**Task instructions**
Exactly and in full, give the records again.

**Task input**
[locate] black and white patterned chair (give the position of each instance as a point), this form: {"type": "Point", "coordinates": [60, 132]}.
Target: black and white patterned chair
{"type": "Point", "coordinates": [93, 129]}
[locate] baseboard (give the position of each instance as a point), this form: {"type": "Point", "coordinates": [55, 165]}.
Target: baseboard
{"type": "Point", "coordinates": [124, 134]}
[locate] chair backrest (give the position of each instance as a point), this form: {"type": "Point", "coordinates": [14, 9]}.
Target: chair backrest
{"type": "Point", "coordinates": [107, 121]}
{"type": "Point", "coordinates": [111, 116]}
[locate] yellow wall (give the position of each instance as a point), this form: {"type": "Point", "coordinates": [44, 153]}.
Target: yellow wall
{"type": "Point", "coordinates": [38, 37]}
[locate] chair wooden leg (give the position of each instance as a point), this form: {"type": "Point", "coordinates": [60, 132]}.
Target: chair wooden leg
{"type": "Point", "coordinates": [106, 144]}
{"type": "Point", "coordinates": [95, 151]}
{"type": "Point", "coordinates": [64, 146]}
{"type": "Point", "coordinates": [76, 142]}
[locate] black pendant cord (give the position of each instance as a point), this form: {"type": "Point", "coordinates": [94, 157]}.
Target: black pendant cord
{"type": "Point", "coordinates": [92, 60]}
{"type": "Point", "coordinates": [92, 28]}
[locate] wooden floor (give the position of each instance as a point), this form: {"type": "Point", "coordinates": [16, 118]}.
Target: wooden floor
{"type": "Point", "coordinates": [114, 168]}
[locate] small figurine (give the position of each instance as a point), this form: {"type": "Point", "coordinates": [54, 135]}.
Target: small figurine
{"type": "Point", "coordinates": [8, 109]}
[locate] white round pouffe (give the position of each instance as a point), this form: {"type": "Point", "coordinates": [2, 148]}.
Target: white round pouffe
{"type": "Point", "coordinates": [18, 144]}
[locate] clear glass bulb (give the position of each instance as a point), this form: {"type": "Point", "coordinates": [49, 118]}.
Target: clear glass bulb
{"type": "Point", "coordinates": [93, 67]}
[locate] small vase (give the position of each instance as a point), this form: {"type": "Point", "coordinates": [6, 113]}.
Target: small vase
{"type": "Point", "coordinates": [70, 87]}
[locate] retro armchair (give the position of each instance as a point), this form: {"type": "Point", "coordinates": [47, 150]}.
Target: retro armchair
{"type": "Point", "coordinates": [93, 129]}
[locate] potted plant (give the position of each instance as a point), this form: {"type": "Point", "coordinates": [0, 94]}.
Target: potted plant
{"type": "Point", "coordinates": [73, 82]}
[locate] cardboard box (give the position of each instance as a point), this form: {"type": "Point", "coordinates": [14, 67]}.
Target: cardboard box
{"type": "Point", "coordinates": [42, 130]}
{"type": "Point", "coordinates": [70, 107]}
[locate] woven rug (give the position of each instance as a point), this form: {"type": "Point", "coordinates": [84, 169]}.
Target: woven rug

**Solution to the problem**
[locate] black and white patterned chair (give the position of each instance as a point), this form: {"type": "Point", "coordinates": [60, 132]}.
Target: black and white patterned chair
{"type": "Point", "coordinates": [93, 129]}
[locate] baseboard (give the position of each instance as a point), this form: {"type": "Point", "coordinates": [55, 165]}.
Target: baseboard
{"type": "Point", "coordinates": [124, 134]}
[locate] chair backrest (give the position of each instance as a point), this form: {"type": "Point", "coordinates": [14, 9]}.
Target: chair backrest
{"type": "Point", "coordinates": [107, 121]}
{"type": "Point", "coordinates": [111, 116]}
[locate] yellow wall (give the position of each instance as a point), this form: {"type": "Point", "coordinates": [44, 153]}.
Target: yellow wall
{"type": "Point", "coordinates": [38, 37]}
[locate] chair wooden leg (give the position of each instance as a point), this form: {"type": "Point", "coordinates": [60, 132]}.
Target: chair wooden leg
{"type": "Point", "coordinates": [106, 144]}
{"type": "Point", "coordinates": [95, 151]}
{"type": "Point", "coordinates": [64, 146]}
{"type": "Point", "coordinates": [76, 142]}
[locate] black pendant cord (give the position of each instance as a point), this form: {"type": "Point", "coordinates": [94, 157]}.
Target: black pendant cord
{"type": "Point", "coordinates": [92, 60]}
{"type": "Point", "coordinates": [92, 28]}
[locate] wooden floor (give the position of each instance as a point), this form: {"type": "Point", "coordinates": [16, 118]}.
Target: wooden floor
{"type": "Point", "coordinates": [114, 168]}
[locate] small figurine (give the position of each instance as a point), this form: {"type": "Point", "coordinates": [54, 135]}.
Target: small figurine
{"type": "Point", "coordinates": [8, 109]}
[locate] white round pouffe (give the position of each instance as a point), this form: {"type": "Point", "coordinates": [2, 148]}.
Target: white round pouffe
{"type": "Point", "coordinates": [18, 144]}
[locate] clear glass bulb (give the position of each instance as a point), this form: {"type": "Point", "coordinates": [49, 118]}.
Target: clear glass bulb
{"type": "Point", "coordinates": [93, 67]}
[locate] small vase (give the position of each instance as a point), this form: {"type": "Point", "coordinates": [6, 113]}.
Target: small vase
{"type": "Point", "coordinates": [70, 87]}
[locate] retro armchair (give the position of each instance as a point), this form: {"type": "Point", "coordinates": [47, 150]}.
Target: retro armchair
{"type": "Point", "coordinates": [93, 129]}
[locate] potted plant (give the position of each instance as a point), this form: {"type": "Point", "coordinates": [0, 94]}.
Target: potted plant
{"type": "Point", "coordinates": [73, 82]}
[locate] cardboard box (give the position of each instance as a point), this form: {"type": "Point", "coordinates": [14, 67]}.
Target: cardboard box
{"type": "Point", "coordinates": [42, 130]}
{"type": "Point", "coordinates": [70, 107]}
[locate] woven rug (give the position of each instance as a point), this form: {"type": "Point", "coordinates": [84, 169]}.
Target: woven rug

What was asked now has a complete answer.